- PROBLEM TO WORK ON
Return the passage of the text on rope coiling starting with "The team were" and going on through "nature of coiling.", copied word for word.

- TEXT SHOWN
If you carefully lower a rope onto the floor it will probably form a neat coil. While most people wouldn’t give this a second thought, an international team of physicists has done a series of experiments and numerical simulations to work out why. Their new insights into coiling could shed light on the behaviour of an important class of materials called “elastic ropes”, which includes DNA molecules and structural reinforcing rods in buildings (Phys. Rev. Lett. 99 154302).
Neil Ribe at the University of Paris-7 and colleagues in Iran and the Netherlands used a reel powered by an electric motor to feed ordinary rope or thread down through a hole and onto a glass or paper plate below. The rate of descent and the distance between the reel and the plate could be changed, allowing the team to study coiling over a wide range of speeds and drop lengths. A second set of similar experiments looked at the coiling of soft strands of spaghetti.
Ribe told physicsworld.com that the team is the first to perform controlled lab experiments on coiling and their use of different materials allowed them to build up a comprehensive understanding of why some ropes coil and others don’t.
According to Ribe, one surprise result is that the coiling always occurred at several different “frequencies” for fixed values of the feed rate and fall distance. These frequencies correspond to the vibrational modes of the nearly vertical upper part of the falling rope. They discovered that coiling occurs when any of these frequencies matches the angular frequency at which bottom end of the rope whirls into a coil.
The team were also able to describe their observations in a numerical model that treated coiling as a fine balancing act between elastic, gravitational and inertial forces acting on the rope. According to Ribe the model was able to reproduce the observed multi-frequency nature of coiling.

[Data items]

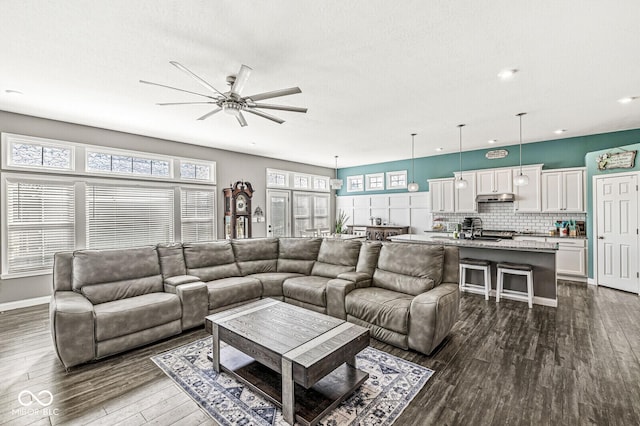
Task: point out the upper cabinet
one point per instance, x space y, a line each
465 198
494 181
528 196
563 190
441 192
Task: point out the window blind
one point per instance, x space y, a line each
128 216
40 222
197 211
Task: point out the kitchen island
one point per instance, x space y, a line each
540 255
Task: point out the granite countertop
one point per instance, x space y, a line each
535 246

- ANSWER SPACE
The team were also able to describe their observations in a numerical model that treated coiling as a fine balancing act between elastic, gravitational and inertial forces acting on the rope. According to Ribe the model was able to reproduce the observed multi-frequency nature of coiling.